The cost of abandoning cites and campuses around the world as sea level rises, should be enough to give a context for what the impending catastrophe will cost.

There are already indications of how severe this could be. Since 1957, there have been warnings that Indonesia’s capital Jakarta is sinking. By 2050, up to 95% of the northern portion of the city will be below sea level.

In 2007, a monsoon left large parts of the city under 1.5m of water. Climate change has accelerated the subsidence, which is the major underlying cause, but its subsequent vulnerability to flooding from weather events has been exacerbated by more severe storms and rising sea levels.

Comparative studies around the world have found similarly vulnerable cities, not least of which is the San Francisco Bay Area.

Compare the cost of abandon a city of 10 million people to investing in a climate change programme.

Is it time for organisations like Google, Microsoft, IBM, HPE Dell Technologies, Fujitsu, Lenovo, Huawei, Cisco, Amazon, to name but a few, to step up, collaborate and spend some of their billions investing in the future of the planet to ensure there is still a market to sell to beyond 2100 — and not just for Sou’westers, Macintoshes and Wellies?
▬▬▬▬▬▬▬▬▬▬
**STATED GOAL:** Write the next part of the piece on rising seas and sinking cities, picking up after its closing question.

**DATA:**
▬▬▬▬▬▬▬▬▬▬
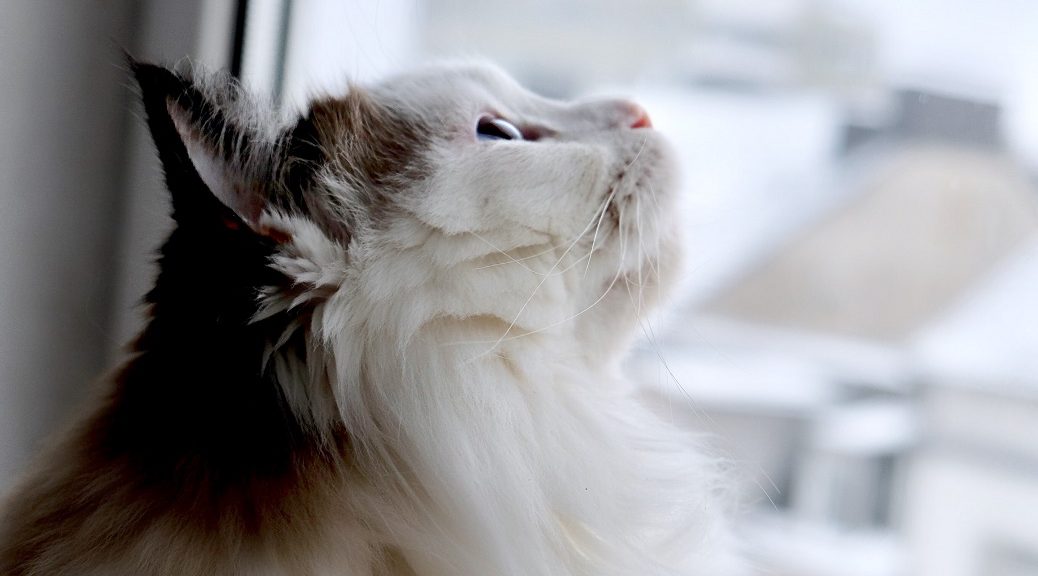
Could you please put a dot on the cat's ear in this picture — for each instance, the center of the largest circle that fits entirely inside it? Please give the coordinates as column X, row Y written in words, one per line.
column 214, row 162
▬▬▬▬▬▬▬▬▬▬
**REPLY:**
Imagine a kind of General Public Licence for any technology developed specifically to tackle climate change. All governments, NGOs and private companies being able to use the technologies towards a unified goal of reducing the impact of climate change.

When one looks at the immense achievements of Apollo, the Concorde, Bletchley Park, CERN, LIGO and Event Horizon, it is clear that great leaps can be made when the imperative is there, the resources are committed and deadlines are set.

If ever there was an issue that required extraordinary effort, it is this. And as it is an issue that faces all of humanity, surely that should be enough of a unifying cause to see old objections and old norms broken by the common need for a common good.